# DATASET ENTRIES
--------
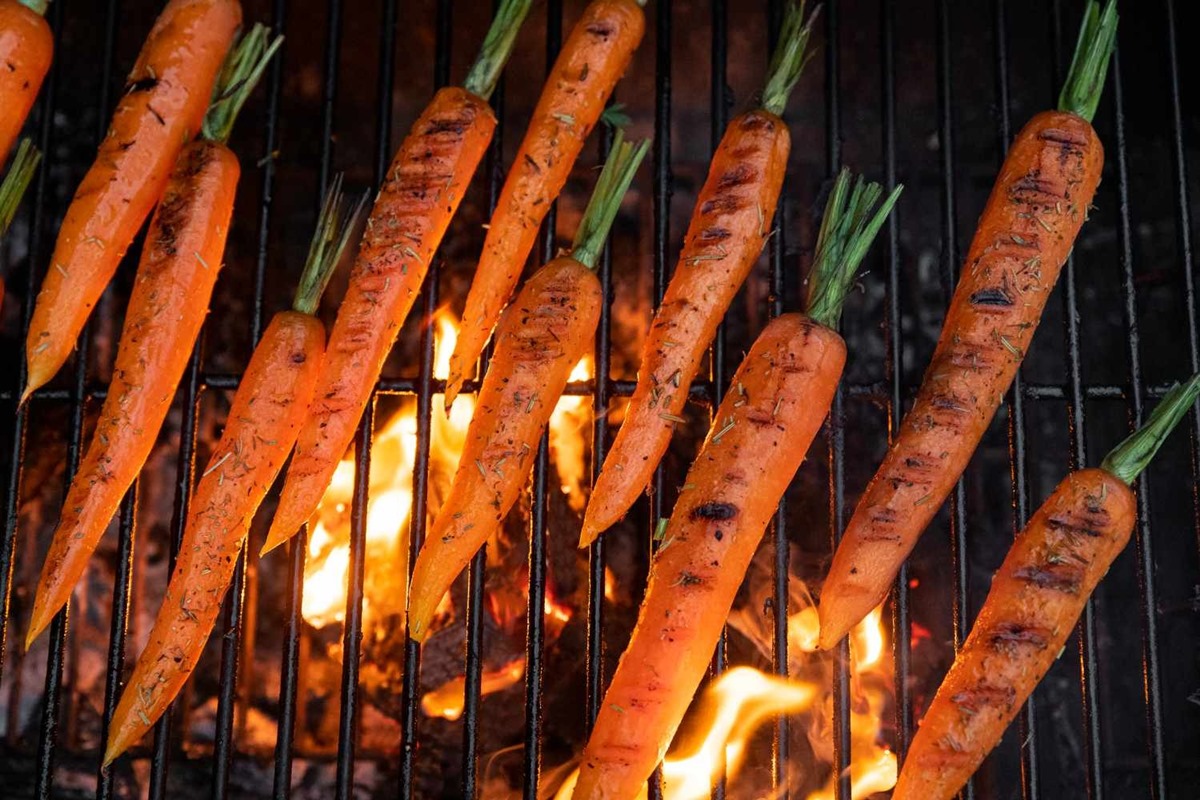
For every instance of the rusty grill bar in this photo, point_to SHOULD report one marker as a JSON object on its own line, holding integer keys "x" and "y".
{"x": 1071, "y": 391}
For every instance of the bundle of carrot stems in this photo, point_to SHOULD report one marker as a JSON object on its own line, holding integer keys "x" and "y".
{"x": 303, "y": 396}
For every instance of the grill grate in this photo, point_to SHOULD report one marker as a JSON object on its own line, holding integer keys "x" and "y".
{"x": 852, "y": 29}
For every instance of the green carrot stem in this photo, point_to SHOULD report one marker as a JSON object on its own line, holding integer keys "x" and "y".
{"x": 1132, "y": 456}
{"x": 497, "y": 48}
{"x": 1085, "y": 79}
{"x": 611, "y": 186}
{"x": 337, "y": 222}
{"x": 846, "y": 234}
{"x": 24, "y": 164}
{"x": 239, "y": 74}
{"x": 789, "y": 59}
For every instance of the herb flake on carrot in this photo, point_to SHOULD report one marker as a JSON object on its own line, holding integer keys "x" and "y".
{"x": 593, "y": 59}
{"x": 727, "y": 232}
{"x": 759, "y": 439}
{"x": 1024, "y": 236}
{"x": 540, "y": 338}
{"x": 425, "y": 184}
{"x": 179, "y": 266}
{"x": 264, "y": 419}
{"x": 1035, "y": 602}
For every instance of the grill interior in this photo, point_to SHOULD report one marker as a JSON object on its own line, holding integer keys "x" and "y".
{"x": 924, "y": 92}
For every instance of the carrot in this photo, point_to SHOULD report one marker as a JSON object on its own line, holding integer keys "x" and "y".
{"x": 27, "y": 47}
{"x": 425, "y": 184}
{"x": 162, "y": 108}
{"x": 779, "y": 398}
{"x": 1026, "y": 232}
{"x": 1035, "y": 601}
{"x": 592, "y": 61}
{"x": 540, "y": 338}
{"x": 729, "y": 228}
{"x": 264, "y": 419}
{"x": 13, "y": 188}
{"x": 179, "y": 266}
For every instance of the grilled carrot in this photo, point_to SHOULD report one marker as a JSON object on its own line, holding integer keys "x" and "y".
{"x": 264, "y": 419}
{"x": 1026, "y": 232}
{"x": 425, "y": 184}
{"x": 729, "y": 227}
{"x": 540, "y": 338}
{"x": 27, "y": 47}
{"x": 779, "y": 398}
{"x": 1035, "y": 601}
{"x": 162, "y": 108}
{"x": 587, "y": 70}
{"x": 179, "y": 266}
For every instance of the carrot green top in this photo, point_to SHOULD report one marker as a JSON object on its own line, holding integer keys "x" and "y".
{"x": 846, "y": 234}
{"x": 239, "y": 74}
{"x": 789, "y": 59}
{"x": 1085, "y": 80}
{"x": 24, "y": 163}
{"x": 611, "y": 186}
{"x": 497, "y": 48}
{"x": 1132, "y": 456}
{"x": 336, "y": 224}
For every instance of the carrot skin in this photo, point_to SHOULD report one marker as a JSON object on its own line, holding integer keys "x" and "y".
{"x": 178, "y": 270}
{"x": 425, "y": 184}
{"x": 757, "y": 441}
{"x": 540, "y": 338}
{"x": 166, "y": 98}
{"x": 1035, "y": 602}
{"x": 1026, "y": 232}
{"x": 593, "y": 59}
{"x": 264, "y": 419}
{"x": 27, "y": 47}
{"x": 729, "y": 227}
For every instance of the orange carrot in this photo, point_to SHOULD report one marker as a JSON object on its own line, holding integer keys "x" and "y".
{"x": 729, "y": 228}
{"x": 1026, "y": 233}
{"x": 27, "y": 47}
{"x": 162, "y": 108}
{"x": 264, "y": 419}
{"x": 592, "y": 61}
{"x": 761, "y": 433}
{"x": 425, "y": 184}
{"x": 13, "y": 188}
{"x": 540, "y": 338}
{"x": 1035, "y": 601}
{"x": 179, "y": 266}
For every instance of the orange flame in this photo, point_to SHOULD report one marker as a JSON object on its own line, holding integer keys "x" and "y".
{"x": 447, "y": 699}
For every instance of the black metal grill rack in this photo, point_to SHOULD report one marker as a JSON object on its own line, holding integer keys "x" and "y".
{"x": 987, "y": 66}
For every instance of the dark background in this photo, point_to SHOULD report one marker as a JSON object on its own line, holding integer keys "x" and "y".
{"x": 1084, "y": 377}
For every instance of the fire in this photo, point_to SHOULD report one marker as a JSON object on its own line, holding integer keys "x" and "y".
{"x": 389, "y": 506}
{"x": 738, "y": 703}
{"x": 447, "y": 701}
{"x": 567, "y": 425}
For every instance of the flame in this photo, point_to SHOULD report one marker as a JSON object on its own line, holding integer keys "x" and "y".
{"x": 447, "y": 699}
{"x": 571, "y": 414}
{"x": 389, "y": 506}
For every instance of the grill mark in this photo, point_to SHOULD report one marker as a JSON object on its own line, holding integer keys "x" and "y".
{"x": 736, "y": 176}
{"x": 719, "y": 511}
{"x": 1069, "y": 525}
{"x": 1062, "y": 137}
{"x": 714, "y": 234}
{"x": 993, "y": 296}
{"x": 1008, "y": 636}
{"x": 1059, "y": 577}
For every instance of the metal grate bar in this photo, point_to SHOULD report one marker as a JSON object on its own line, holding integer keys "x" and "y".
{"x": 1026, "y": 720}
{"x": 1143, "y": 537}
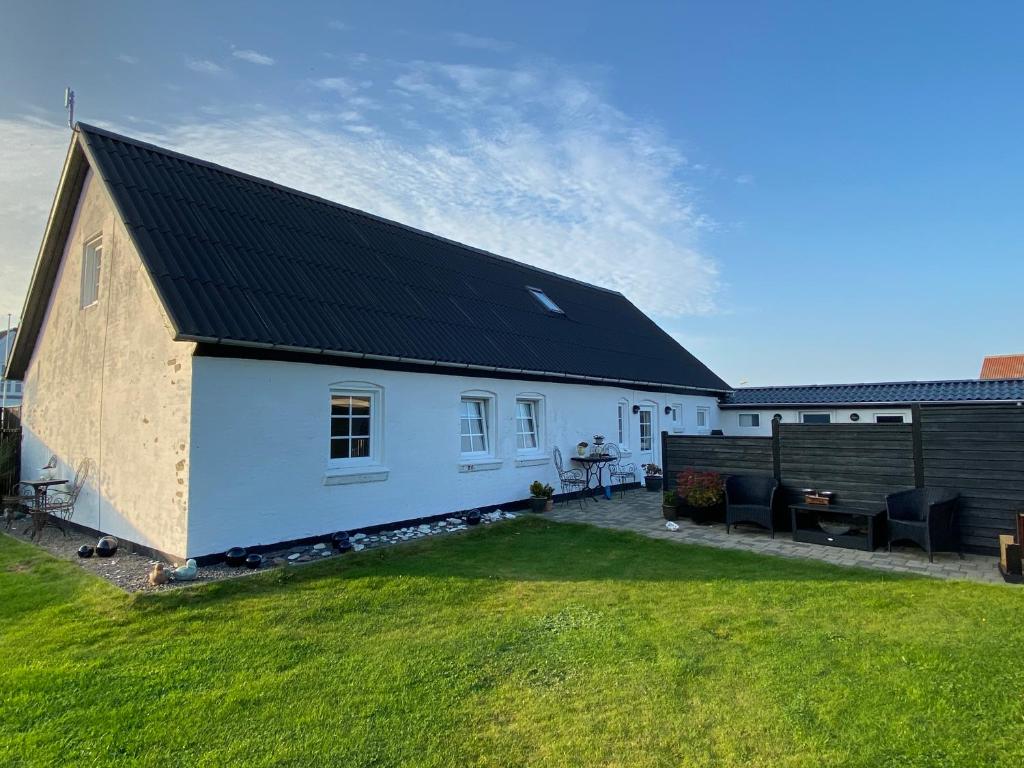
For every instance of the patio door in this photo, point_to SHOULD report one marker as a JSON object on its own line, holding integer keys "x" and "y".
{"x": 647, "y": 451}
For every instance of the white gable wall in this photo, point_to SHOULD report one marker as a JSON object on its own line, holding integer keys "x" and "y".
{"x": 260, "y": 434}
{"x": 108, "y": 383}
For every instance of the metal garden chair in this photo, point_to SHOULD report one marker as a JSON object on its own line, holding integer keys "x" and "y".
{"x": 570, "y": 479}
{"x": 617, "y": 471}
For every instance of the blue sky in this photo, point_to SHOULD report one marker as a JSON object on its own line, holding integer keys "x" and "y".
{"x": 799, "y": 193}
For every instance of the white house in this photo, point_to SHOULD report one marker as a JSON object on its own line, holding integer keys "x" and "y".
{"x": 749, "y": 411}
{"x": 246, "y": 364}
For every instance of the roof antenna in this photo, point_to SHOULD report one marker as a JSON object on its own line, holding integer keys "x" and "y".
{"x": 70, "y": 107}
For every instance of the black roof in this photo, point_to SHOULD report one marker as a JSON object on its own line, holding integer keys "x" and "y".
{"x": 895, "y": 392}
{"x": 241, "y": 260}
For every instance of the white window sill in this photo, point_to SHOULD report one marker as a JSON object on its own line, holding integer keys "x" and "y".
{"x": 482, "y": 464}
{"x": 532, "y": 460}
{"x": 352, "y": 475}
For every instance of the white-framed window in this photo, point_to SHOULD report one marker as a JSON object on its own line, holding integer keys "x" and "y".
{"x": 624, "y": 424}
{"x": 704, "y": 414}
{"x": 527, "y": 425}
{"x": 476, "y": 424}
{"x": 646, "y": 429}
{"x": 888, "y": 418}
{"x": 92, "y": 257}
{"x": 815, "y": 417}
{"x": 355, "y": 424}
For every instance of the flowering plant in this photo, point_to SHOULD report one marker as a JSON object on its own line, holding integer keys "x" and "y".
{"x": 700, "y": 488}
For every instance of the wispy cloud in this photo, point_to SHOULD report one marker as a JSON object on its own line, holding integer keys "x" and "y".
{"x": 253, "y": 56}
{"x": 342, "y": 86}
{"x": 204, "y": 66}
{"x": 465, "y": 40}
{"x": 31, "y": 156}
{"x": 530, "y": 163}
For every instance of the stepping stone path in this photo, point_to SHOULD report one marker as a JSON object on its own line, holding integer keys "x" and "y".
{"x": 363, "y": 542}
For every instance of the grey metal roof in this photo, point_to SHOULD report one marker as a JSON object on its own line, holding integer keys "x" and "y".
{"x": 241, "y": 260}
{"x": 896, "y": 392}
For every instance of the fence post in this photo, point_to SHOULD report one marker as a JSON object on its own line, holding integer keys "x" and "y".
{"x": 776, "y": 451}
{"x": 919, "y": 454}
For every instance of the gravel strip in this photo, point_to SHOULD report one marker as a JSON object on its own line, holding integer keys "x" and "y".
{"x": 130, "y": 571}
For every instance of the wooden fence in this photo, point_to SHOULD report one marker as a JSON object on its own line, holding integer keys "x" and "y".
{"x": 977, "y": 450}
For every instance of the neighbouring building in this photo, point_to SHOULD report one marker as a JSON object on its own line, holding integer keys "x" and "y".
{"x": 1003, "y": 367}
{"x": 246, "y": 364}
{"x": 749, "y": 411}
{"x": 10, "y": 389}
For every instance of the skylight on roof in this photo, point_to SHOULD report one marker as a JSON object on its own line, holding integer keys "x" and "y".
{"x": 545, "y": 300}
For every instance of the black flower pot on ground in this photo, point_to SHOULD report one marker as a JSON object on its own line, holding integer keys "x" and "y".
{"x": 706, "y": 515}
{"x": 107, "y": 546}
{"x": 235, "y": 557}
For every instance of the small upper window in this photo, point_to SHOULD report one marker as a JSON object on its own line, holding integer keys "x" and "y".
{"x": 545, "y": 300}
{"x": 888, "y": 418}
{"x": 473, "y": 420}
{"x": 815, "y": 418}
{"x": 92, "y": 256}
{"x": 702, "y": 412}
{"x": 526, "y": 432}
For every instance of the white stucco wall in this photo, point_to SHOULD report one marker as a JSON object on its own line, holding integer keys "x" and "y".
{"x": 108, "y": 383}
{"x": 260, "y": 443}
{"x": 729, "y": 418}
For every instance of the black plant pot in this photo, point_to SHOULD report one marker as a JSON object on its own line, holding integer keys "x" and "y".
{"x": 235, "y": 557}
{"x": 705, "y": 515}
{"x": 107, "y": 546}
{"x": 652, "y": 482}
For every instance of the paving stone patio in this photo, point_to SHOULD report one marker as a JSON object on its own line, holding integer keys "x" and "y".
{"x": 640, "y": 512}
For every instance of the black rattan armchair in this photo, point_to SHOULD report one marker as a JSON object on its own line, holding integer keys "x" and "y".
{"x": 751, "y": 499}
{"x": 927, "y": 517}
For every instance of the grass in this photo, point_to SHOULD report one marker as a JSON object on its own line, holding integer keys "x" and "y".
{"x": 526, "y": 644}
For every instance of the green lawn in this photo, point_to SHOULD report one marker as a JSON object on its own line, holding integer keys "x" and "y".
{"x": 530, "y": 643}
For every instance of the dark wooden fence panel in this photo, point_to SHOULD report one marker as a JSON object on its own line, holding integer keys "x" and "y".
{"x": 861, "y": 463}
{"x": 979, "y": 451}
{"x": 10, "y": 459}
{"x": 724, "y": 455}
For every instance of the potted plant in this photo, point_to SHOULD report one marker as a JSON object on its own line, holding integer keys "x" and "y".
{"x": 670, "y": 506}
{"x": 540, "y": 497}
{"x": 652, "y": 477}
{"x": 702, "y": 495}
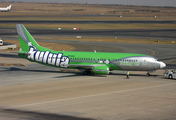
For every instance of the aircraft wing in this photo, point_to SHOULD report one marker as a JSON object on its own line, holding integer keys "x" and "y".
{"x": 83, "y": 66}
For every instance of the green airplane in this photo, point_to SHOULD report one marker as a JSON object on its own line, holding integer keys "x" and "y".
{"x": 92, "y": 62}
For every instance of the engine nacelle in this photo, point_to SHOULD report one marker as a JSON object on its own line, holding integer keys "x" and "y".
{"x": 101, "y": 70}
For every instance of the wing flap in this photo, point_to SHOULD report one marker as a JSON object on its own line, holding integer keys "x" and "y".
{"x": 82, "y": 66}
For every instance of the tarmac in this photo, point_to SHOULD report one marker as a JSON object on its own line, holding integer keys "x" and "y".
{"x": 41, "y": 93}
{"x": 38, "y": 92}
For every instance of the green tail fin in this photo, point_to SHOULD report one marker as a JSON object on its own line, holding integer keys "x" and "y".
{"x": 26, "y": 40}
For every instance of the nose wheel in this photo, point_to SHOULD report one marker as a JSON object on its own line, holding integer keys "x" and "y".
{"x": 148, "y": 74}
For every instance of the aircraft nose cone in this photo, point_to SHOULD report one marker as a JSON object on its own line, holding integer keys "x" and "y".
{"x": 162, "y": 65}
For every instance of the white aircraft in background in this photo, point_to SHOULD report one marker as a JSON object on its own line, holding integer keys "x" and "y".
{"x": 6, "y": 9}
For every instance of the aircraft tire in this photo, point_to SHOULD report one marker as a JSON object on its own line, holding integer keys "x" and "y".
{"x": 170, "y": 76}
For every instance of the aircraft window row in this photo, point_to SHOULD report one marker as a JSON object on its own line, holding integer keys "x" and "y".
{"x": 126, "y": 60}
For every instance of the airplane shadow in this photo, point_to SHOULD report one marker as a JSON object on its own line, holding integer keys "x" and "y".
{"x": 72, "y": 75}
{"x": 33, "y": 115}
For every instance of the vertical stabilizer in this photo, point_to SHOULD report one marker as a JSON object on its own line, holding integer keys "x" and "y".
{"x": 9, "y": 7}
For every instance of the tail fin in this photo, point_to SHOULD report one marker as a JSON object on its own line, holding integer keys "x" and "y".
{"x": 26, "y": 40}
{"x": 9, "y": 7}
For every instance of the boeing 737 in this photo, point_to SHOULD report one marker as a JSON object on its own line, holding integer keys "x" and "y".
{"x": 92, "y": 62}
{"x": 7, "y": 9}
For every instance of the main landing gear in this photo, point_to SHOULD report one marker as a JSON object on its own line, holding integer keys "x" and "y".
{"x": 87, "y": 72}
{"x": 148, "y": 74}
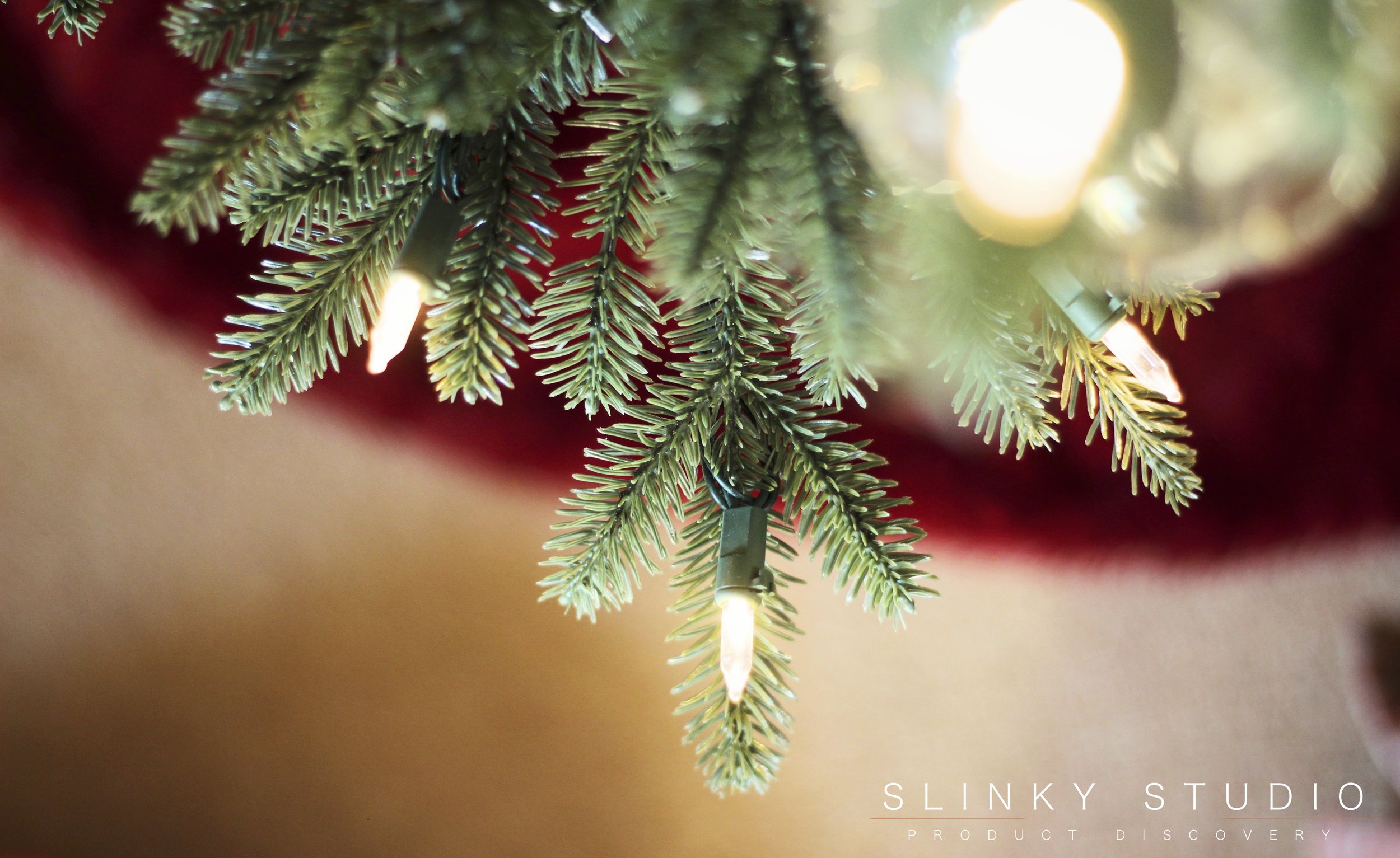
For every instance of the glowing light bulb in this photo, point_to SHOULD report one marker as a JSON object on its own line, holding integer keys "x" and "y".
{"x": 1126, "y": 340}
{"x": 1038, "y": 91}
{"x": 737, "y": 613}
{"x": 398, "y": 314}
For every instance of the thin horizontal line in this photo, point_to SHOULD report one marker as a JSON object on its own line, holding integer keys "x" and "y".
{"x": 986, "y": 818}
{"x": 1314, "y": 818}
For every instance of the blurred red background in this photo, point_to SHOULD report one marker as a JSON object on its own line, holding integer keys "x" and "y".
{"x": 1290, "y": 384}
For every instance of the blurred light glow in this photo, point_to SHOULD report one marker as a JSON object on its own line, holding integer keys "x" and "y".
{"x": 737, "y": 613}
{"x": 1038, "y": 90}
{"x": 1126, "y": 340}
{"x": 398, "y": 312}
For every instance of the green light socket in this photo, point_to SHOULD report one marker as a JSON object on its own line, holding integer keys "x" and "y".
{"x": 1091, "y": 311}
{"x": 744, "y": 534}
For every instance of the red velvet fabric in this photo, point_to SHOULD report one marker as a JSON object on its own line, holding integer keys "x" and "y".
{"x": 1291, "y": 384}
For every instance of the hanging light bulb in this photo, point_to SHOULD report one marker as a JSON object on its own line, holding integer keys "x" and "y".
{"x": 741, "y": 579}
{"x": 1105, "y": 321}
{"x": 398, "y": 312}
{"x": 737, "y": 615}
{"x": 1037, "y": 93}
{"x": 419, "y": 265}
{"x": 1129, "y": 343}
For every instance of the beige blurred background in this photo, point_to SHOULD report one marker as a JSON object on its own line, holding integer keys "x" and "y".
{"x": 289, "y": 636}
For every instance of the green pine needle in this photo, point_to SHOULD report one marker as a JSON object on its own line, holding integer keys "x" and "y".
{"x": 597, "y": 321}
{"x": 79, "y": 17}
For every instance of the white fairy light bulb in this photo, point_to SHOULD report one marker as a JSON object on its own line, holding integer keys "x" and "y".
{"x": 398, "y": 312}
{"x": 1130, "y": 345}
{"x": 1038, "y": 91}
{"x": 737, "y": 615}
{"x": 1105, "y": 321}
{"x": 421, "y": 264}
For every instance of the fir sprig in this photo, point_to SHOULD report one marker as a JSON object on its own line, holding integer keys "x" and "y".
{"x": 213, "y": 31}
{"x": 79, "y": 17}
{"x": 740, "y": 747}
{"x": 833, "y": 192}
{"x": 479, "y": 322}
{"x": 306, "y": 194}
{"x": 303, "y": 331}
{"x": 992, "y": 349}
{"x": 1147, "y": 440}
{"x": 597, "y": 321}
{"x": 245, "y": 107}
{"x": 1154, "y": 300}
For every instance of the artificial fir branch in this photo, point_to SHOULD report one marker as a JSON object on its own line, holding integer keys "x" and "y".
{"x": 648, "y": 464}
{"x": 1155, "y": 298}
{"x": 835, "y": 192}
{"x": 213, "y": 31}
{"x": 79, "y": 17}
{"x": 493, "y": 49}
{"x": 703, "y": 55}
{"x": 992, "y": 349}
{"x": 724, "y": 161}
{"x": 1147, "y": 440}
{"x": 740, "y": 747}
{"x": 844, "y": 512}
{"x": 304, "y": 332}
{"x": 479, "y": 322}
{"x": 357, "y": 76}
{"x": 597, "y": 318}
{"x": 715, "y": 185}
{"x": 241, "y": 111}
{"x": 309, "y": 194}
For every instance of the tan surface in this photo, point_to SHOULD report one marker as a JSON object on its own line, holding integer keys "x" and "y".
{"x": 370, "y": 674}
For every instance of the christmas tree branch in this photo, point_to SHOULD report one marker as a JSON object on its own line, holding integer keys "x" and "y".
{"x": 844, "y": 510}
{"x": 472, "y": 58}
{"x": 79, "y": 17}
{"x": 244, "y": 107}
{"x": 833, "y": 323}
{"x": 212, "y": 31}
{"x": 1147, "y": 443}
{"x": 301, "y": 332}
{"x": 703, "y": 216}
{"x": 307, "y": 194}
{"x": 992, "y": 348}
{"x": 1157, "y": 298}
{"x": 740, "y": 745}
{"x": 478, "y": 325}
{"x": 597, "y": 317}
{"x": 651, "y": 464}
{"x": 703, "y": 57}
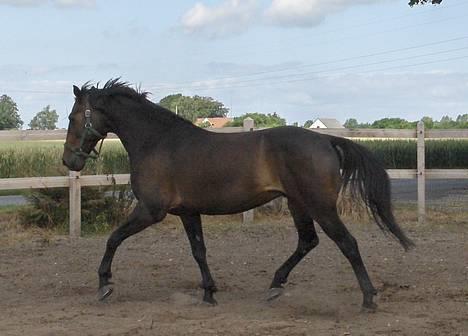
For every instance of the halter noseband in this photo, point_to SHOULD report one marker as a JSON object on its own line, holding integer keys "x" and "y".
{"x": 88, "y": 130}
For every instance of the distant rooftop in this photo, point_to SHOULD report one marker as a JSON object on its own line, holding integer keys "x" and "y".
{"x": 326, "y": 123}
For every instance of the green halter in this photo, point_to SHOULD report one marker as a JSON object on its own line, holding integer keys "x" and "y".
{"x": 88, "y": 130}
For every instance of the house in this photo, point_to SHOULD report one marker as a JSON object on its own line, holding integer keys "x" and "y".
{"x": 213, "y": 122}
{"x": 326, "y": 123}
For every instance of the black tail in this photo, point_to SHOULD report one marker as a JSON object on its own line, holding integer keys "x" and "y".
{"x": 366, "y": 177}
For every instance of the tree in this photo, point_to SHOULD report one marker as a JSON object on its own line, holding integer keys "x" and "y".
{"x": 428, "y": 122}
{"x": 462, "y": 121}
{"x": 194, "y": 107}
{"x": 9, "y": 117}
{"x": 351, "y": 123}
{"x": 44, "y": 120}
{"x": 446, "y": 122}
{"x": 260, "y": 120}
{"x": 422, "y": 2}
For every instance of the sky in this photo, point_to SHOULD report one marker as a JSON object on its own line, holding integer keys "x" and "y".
--------
# WHAT THE TASK ASKS
Reproduce verbatim every line starting at the line that holds "For every instance of the tan" and ending with the final line of the data; omit the pictures.

# CORRECT RESULT
For every instance of the tan surface in this photo, point_to SHOULD report one marker as a JSON object on its own line, holding integer keys "x" and "y".
{"x": 370, "y": 674}
For every instance of the christmas tree branch in this photo, point_to SHOULD report one marker as a JSON object on its own line, holding integer keys "x" and "y".
{"x": 844, "y": 510}
{"x": 472, "y": 58}
{"x": 79, "y": 17}
{"x": 244, "y": 107}
{"x": 833, "y": 323}
{"x": 212, "y": 31}
{"x": 1147, "y": 443}
{"x": 301, "y": 332}
{"x": 703, "y": 216}
{"x": 307, "y": 194}
{"x": 992, "y": 348}
{"x": 1157, "y": 298}
{"x": 740, "y": 745}
{"x": 478, "y": 325}
{"x": 597, "y": 317}
{"x": 651, "y": 464}
{"x": 703, "y": 57}
For every instance of the halter noseband in this photo, point_to SHOULD report one marker as a JSON object on its own line, holding integer keys "x" and "y".
{"x": 88, "y": 130}
For every instance of the distant rooftop in this photo, point_to SHOULD report one marker as a JSON object on its own line, holding integer keys "x" and "y".
{"x": 326, "y": 123}
For every instance of the green halter in this photo, point_to SHOULD report one marker as a JSON object on its own line, holding integer keys "x" and "y".
{"x": 88, "y": 130}
For every instance of the house in this photo, point_to SHOULD report one marker as a JSON object on its own line, holding integer keys "x" and "y".
{"x": 213, "y": 122}
{"x": 326, "y": 123}
For every instance of the black tail in this photo, point_to SHOULD report one marker as a JSON object on its own line, holding integer keys "x" and "y".
{"x": 366, "y": 177}
For every instance of the tree in this photo, point_to SHOULD report one marker as a JSON object on its own line, holding integer keys "x" and "y".
{"x": 428, "y": 122}
{"x": 462, "y": 121}
{"x": 194, "y": 107}
{"x": 9, "y": 117}
{"x": 351, "y": 123}
{"x": 44, "y": 120}
{"x": 446, "y": 122}
{"x": 260, "y": 120}
{"x": 422, "y": 2}
For every instance of the sky in this photo, point_to SHOULD report one marker as a JSON object on its own line, holding integer keys "x" and "y".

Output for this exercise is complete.